Supplied entries START
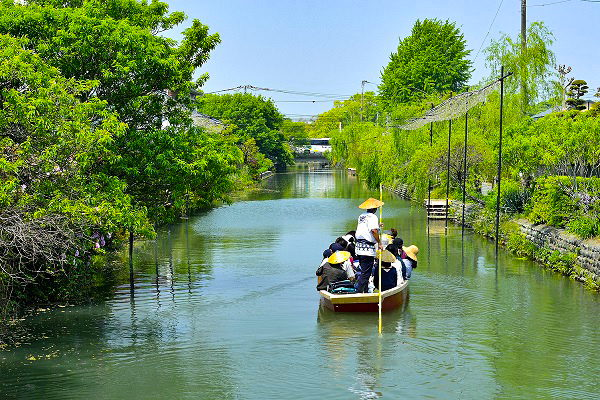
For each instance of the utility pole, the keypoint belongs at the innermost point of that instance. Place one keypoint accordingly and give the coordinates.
(523, 24)
(524, 100)
(362, 98)
(563, 70)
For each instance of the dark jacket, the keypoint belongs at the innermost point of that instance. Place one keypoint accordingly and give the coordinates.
(330, 274)
(389, 278)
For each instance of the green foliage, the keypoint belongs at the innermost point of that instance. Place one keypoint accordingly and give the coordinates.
(577, 89)
(513, 197)
(91, 146)
(532, 69)
(550, 203)
(252, 117)
(584, 226)
(562, 201)
(432, 59)
(117, 45)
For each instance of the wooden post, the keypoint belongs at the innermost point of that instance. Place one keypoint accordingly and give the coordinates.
(448, 173)
(465, 171)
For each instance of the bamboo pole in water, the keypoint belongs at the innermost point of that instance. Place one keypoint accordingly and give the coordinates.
(380, 221)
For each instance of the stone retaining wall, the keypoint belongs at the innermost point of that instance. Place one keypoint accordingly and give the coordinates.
(544, 236)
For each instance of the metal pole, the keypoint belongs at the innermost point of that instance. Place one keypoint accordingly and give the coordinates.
(448, 173)
(499, 159)
(379, 291)
(429, 181)
(465, 171)
(362, 98)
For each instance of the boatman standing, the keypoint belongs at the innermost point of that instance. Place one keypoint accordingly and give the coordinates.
(367, 241)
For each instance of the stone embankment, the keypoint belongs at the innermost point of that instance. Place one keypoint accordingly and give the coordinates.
(548, 237)
(542, 236)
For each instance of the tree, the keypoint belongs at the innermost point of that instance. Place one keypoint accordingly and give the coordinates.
(431, 59)
(58, 208)
(118, 45)
(532, 67)
(253, 117)
(577, 89)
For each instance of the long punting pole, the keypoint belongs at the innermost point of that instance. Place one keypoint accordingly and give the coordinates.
(499, 159)
(429, 181)
(380, 221)
(448, 173)
(465, 171)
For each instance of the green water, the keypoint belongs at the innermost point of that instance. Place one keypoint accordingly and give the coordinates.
(224, 306)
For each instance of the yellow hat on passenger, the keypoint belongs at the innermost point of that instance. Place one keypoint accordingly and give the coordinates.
(387, 256)
(338, 257)
(371, 203)
(411, 251)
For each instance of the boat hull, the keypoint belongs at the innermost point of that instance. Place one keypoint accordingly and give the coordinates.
(365, 302)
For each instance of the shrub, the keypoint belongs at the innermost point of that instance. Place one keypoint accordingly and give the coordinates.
(584, 226)
(514, 198)
(550, 204)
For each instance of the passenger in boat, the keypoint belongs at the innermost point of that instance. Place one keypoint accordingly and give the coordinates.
(411, 259)
(342, 242)
(399, 243)
(367, 241)
(332, 270)
(350, 237)
(389, 274)
(346, 266)
(398, 262)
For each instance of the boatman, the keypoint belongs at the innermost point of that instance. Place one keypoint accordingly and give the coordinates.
(367, 241)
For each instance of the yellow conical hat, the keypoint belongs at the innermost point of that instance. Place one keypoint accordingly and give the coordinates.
(338, 257)
(386, 256)
(411, 251)
(371, 203)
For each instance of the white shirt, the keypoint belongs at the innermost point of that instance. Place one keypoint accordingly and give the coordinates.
(398, 265)
(366, 223)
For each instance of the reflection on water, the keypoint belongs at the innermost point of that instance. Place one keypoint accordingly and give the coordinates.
(224, 305)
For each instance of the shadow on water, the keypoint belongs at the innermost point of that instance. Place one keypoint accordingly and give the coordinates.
(223, 306)
(352, 339)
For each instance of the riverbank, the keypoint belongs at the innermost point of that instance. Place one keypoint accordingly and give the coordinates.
(555, 249)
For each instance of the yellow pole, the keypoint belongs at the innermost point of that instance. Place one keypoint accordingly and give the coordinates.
(380, 221)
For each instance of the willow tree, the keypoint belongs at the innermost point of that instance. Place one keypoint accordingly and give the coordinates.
(532, 67)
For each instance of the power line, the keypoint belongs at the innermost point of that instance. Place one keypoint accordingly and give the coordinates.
(490, 28)
(548, 4)
(292, 92)
(307, 101)
(561, 1)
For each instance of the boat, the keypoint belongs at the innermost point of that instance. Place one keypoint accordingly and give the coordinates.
(365, 302)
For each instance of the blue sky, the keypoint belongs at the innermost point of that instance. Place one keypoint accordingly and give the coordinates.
(330, 46)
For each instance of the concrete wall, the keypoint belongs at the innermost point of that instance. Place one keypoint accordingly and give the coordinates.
(588, 251)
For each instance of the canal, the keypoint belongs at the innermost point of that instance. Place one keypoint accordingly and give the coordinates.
(224, 306)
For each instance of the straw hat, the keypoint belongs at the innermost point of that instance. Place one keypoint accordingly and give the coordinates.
(338, 257)
(411, 251)
(387, 256)
(371, 203)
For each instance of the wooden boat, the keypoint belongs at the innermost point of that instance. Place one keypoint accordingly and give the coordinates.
(365, 302)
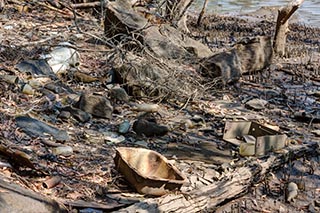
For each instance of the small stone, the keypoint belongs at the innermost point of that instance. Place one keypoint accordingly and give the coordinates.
(146, 107)
(96, 105)
(148, 128)
(63, 150)
(124, 127)
(119, 94)
(64, 115)
(257, 104)
(292, 191)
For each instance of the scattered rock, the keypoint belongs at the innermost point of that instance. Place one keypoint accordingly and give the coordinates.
(256, 104)
(36, 68)
(35, 128)
(292, 191)
(119, 94)
(62, 57)
(124, 127)
(316, 132)
(112, 137)
(85, 78)
(146, 107)
(147, 128)
(78, 114)
(62, 150)
(96, 105)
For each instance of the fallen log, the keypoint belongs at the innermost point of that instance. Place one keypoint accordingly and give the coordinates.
(248, 56)
(284, 15)
(234, 184)
(121, 18)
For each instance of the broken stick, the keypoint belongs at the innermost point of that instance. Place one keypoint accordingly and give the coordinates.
(284, 15)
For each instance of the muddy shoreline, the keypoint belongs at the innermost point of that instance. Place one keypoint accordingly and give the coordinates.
(290, 85)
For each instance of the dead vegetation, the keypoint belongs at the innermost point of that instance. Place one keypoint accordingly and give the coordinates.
(193, 105)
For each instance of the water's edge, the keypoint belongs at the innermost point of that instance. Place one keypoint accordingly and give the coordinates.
(308, 14)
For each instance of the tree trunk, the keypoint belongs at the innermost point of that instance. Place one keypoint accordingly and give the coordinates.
(284, 15)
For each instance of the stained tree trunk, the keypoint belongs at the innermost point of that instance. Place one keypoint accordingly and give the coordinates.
(202, 12)
(284, 15)
(176, 12)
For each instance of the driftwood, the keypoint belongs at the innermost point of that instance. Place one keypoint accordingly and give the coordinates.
(176, 13)
(247, 56)
(234, 184)
(284, 15)
(202, 12)
(167, 42)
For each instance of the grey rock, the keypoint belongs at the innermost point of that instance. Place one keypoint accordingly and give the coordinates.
(36, 67)
(78, 114)
(119, 94)
(257, 104)
(36, 128)
(17, 199)
(96, 105)
(148, 128)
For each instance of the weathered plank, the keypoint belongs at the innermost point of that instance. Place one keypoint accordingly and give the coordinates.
(234, 184)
Supplied entries END
◆ Problem
Keep the pictures out and transcribe the entries exactly.

◆ Completed exercise
For each instance of the utility pole, the keypoint belongs at the innermost point of that instance. Place one keypoint accordingly and give the coordinates.
(523, 24)
(524, 100)
(362, 98)
(563, 70)
For each instance of the dark jacket, the keypoint belongs at the innermost point of that instance. Place one keypoint accordingly and give the coordinates.
(330, 274)
(389, 278)
For each instance of the green foliage, the keypoint belongs at the innermost point of that instance. Place one keypoint accordingly and give the coordinates.
(577, 89)
(513, 197)
(91, 146)
(532, 69)
(550, 203)
(252, 117)
(584, 226)
(562, 201)
(432, 59)
(117, 45)
For each instance of the wooden post, the keypoint belongs at the innermost point of that instance. Place one keypoint accordingly and give the coordinates.
(448, 173)
(465, 171)
For each instance of the bamboo pole in water, the keypoint belongs at the innermost point of that instance. Place one keypoint accordingly and give the coordinates.
(380, 221)
For each instance of the stone retaining wall, the keypoint belongs at the innermost point of that instance. Place one keypoint accordingly and give the coordinates.
(544, 236)
For each instance of the metal pole, the keypoint belongs at the innermost point of that instance. Place one keypoint accordingly and give the coordinates.
(448, 173)
(499, 159)
(379, 291)
(429, 181)
(465, 171)
(362, 98)
For each instance of the boatman standing, the keypoint belongs at the innermost point of that instance. Place one keypoint accordingly and give the coordinates.
(367, 241)
For each instance of the stone embankment, the keypoint belongs at the innermost point of that instance. Place one keypoint accordingly and give the coordinates.
(548, 237)
(542, 236)
For each instance of the tree, the keypoint belongs at the innermost point of that instance. Place one keypoint accordingly and give the coordinates.
(431, 59)
(58, 208)
(118, 45)
(532, 67)
(253, 117)
(577, 89)
For each instance of the long punting pole, the keypoint belongs at the innermost point of that instance. Place one keypoint accordingly and give the coordinates.
(499, 159)
(429, 181)
(380, 221)
(448, 173)
(465, 171)
For each instance of the green water, the keypoint belongs at the innermost point of that instance. Place one keypoint accordingly and give the coordinates.
(224, 306)
For each instance of the yellow hat on passenger, the keypoint belongs at the innermost point of that instance. Place one keypoint accordingly and give the coordinates.
(387, 256)
(338, 257)
(371, 203)
(411, 251)
For each instance of the boat hull, the keypoint belongs at the innermost point of that instance. Place one keypoint accordingly and give the coordinates.
(365, 302)
For each instance of the shrub, the keypoint belongs at the innermost point of that instance. Place one keypoint accordingly and give the coordinates.
(584, 226)
(514, 198)
(550, 204)
For each instance of the passenger in boat, the keypoint belongs at the innermost point of that instance. Place one keypoint accordingly and give the coordinates.
(411, 259)
(342, 242)
(399, 243)
(367, 241)
(332, 270)
(350, 237)
(389, 274)
(346, 266)
(398, 262)
For each instance of the boatman, the keypoint belongs at the innermost point of that instance. Place one keypoint accordingly and give the coordinates.
(367, 241)
For each instance of the yellow conical hat, the keypoint belongs at the innermost point of that instance. Place one keypoint accordingly and give the coordinates.
(338, 257)
(386, 256)
(411, 251)
(371, 203)
For each instance of the white shirt, the keypoint belongs at the innermost point of that instance. Place one keypoint accordingly and give the coordinates.
(398, 265)
(366, 223)
For each instance of the reflection on water, the keypoint belongs at the innermost point of that instance. Place one keypoint accordingly and give the coordinates.
(224, 305)
For each instance of the shadow on water, the keypoint belongs at the innermost point of that instance. Place one keypoint accordingly and give the coordinates.
(223, 306)
(352, 339)
For each instance of the riverbank, the keypoint belongs at the innermost point of that instance. Place one keypoint accordingly and give the coordinates.
(555, 249)
For each instance of the yellow pole, the keypoint belongs at the innermost point of that instance. Place one keypoint accordingly and give the coordinates.
(380, 221)
For each instance of the willow tree, the keypoint belongs at the innermost point of that instance. Place one keypoint accordingly and give the coordinates.
(532, 67)
For each instance of the power line, the keypoint belongs at the innermost point of that instance. Place one keypoint accordingly and give the coordinates.
(490, 28)
(548, 4)
(292, 92)
(307, 101)
(561, 1)
For each instance of the boat, the keypoint belongs at the innermost point of that instance. Place one keypoint accordingly and give the coordinates.
(365, 302)
For each instance of the blue sky, the keypoint belongs at the innermost point of that instance. Place one keypoint accordingly and give the coordinates.
(330, 46)
For each instance of the concrete wall, the keypoint belongs at the innermost point of that instance. Place one keypoint accordingly and give the coordinates.
(588, 251)
For each instance of the canal, the keypoint belongs at the innermost point of that instance. Place one keypoint accordingly and give the coordinates.
(224, 306)
For each instance of the straw hat, the keypoint belongs at the innermost point of that instance. Place one keypoint accordingly and give the coordinates.
(338, 257)
(411, 251)
(387, 256)
(371, 203)
For each instance of the wooden boat, the keypoint belongs at the innermost point of that instance. Place one keypoint accordingly and give the coordinates.
(365, 302)
For each instance of the small stone, the keypoint belongs at the innermost point of that instance. Place one keypoint accordingly and give the coordinates.
(146, 107)
(96, 105)
(148, 128)
(63, 150)
(124, 127)
(119, 94)
(64, 115)
(257, 104)
(292, 191)
For each instance of the scattered rock, the keypoint belongs at the innermost point of that instance. Place one keypoint accordingly and give the coordinates.
(256, 104)
(36, 68)
(35, 128)
(292, 191)
(119, 94)
(62, 57)
(124, 127)
(316, 132)
(112, 137)
(85, 78)
(146, 107)
(147, 128)
(78, 114)
(62, 150)
(96, 105)
For each instance of the fallen log, the keypoint belongs at the innermost point of that instance. Place one keypoint accordingly and give the coordinates.
(248, 56)
(284, 15)
(234, 184)
(121, 18)
For each instance of the broken stick, the keypoint belongs at the innermost point of that instance. Place one keypoint accordingly and give the coordinates.
(284, 15)
For each instance of the muddy shoreline, the keypoint belongs at the innermost point of that instance. Place one keypoint accordingly and give the coordinates.
(290, 85)
For each instance of the dead vegetation, the keypoint belongs at the innermost point of that instance. Place one keypoint accordingly and give the coordinates.
(193, 105)
For each instance of the water's edge, the keypoint belongs at the innermost point of that instance. Place one keypoint accordingly and give the coordinates.
(308, 14)
For each instance of the tree trunk, the keypoint belongs at the innermost point of that instance. Place one keypoint accordingly and give the coordinates.
(284, 15)
For each instance of the stained tree trunk, the keypoint belongs at the innermost point of that instance. Place one keypoint accordingly and give the coordinates.
(202, 12)
(284, 15)
(176, 12)
For each instance of the driftwood, the keypoint belongs at the innermost point of that instance. Place one keypoint accordingly and give the coordinates.
(176, 13)
(247, 56)
(234, 184)
(284, 15)
(202, 12)
(167, 42)
For each instance of the grey rock, the keypoint belongs at the innermost point of that instance. Place one keypoint accordingly and give the coordinates.
(36, 67)
(78, 114)
(119, 94)
(257, 104)
(36, 128)
(17, 199)
(96, 105)
(148, 128)
For each instance of the weathered plank, the keypoint belongs at the innermost point of that instance. Place one keypoint accordingly and give the coordinates.
(234, 184)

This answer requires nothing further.